(Records to use)
Start
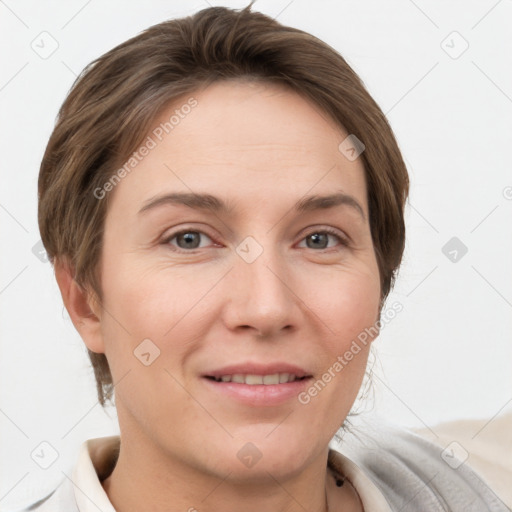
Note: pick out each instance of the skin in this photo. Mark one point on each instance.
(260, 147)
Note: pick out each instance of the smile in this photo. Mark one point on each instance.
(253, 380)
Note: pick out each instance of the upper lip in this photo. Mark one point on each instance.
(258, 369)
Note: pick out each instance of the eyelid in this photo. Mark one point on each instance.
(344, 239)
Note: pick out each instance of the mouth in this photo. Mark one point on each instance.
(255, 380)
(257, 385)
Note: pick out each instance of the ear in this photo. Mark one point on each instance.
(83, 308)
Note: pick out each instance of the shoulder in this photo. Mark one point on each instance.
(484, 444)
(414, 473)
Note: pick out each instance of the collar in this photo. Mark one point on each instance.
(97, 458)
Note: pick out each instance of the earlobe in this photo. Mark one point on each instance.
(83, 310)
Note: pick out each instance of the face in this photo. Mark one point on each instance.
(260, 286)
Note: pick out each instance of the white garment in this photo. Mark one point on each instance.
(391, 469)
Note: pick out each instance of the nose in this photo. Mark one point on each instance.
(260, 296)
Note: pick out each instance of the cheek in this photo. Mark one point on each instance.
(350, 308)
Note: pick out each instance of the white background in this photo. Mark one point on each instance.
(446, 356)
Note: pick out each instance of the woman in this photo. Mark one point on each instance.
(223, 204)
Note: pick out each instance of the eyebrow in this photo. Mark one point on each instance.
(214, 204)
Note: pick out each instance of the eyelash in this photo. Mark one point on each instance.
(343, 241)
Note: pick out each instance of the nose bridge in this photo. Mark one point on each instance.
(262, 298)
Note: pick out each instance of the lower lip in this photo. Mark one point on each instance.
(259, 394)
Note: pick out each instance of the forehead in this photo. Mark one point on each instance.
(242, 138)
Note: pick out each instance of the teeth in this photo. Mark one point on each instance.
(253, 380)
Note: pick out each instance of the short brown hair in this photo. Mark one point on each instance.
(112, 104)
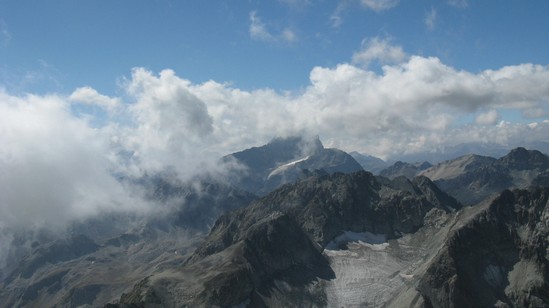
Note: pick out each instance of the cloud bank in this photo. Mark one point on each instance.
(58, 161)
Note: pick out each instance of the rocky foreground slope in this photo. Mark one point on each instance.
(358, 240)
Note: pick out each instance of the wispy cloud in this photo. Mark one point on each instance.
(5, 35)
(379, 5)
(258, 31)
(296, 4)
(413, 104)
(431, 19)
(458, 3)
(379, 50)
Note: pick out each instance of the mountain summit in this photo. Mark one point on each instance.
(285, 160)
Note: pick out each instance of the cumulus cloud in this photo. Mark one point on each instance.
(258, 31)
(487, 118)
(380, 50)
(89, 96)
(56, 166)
End
Start
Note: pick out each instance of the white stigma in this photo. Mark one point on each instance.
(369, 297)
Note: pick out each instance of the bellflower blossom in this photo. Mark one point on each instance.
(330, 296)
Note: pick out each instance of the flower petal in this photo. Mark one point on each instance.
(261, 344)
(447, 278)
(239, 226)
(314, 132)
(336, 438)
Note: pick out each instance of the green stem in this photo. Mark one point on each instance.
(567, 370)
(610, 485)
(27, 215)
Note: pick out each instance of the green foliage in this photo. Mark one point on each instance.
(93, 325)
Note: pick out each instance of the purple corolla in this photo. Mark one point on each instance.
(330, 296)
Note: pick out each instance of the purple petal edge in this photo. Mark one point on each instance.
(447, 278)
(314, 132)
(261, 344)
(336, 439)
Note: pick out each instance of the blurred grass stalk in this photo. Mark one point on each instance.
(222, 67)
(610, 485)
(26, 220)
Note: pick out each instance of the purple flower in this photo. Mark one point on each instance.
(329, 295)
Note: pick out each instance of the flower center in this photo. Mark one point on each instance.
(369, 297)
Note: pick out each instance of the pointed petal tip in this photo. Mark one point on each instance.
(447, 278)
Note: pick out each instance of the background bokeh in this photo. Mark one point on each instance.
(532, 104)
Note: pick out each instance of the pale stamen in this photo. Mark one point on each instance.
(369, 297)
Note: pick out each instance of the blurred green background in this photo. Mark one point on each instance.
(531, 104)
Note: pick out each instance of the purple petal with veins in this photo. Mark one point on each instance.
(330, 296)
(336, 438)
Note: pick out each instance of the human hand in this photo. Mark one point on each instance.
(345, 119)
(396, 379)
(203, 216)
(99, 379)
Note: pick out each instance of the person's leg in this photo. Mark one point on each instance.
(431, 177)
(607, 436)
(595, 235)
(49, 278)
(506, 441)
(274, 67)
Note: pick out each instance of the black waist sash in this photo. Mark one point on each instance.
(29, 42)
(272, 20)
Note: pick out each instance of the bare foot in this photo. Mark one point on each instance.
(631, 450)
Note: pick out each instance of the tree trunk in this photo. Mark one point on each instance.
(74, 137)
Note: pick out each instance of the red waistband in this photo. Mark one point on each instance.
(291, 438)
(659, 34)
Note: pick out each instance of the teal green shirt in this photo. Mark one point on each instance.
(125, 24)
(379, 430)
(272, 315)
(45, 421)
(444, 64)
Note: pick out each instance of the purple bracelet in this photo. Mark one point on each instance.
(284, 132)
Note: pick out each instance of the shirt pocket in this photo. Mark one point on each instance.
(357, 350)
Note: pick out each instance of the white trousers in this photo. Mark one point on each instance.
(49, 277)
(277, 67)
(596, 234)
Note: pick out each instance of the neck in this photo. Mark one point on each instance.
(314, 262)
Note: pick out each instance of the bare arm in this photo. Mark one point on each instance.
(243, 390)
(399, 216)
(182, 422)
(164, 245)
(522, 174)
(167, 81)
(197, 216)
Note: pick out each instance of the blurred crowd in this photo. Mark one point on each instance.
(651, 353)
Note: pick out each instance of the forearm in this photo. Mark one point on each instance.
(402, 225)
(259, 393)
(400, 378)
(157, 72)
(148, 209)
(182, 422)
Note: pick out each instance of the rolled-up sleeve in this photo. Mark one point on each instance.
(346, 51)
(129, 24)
End
Filter the records above, copying each line that contains the string "background". Treat matches as case-sensitive.

Note: pick out each instance of the white background in this photo. Mark one point on each instance.
Note: pick out each instance of the background bokeh in this photo. Mark one point on each instance.
Note: pick out each instance of the blurred green background in this photo. Mark one point on each instance.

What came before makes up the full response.